* Action item:
Give the entries again exactly, without pictures.

━━ Data provided ━━

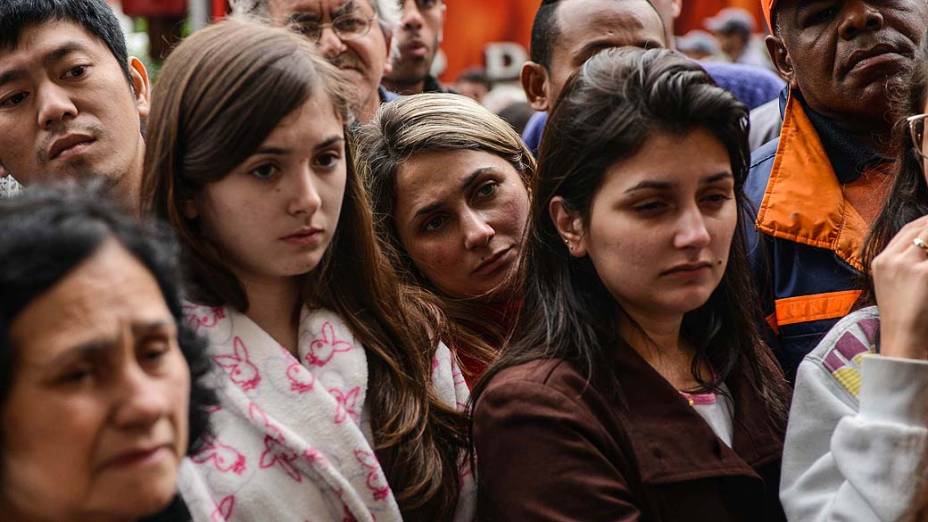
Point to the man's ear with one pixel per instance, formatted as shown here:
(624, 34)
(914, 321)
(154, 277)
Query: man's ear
(569, 225)
(535, 84)
(781, 60)
(141, 85)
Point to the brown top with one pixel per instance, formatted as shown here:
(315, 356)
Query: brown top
(551, 448)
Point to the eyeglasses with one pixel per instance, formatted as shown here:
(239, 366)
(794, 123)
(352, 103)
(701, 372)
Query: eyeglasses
(917, 132)
(346, 27)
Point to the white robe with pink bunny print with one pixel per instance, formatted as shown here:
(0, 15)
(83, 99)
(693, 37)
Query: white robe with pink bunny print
(291, 440)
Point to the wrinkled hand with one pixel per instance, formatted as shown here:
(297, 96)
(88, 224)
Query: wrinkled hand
(900, 276)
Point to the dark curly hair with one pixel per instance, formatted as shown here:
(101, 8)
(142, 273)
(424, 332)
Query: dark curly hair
(46, 233)
(617, 101)
(908, 198)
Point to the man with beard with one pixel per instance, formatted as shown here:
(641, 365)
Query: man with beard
(821, 184)
(417, 37)
(71, 99)
(354, 35)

━━━

* Your solution:
Point to the man's ear with one pixel per instance, formatted as shown here:
(624, 34)
(914, 321)
(154, 277)
Query: man's ear
(569, 225)
(535, 84)
(781, 60)
(141, 85)
Point to the brown top with one pixel per instance, formatted as shown here:
(315, 356)
Query: brown top
(551, 448)
Point to the eyeglasses with one pixel per instance, formatted as shown here:
(239, 366)
(794, 123)
(352, 103)
(701, 372)
Query: eyeglasses
(917, 132)
(346, 27)
Point to the white robe with pink bunny print with one pixel per instance, formatted as shown here:
(0, 15)
(83, 99)
(693, 37)
Query: white robe with pink bunny print
(291, 440)
Point to the wrinkled hand with one pixel per instance, formatted as shown here:
(297, 96)
(88, 224)
Query: wrinkled hand
(900, 276)
Point to the dark curly hair with one pixel per instance, formatted as shown here:
(101, 8)
(142, 273)
(424, 332)
Query: dark curly hair
(46, 233)
(617, 101)
(908, 198)
Point to the man with beard with one pixel per instance, formatted as shown here:
(641, 365)
Query: man with beard
(821, 184)
(417, 37)
(71, 99)
(354, 35)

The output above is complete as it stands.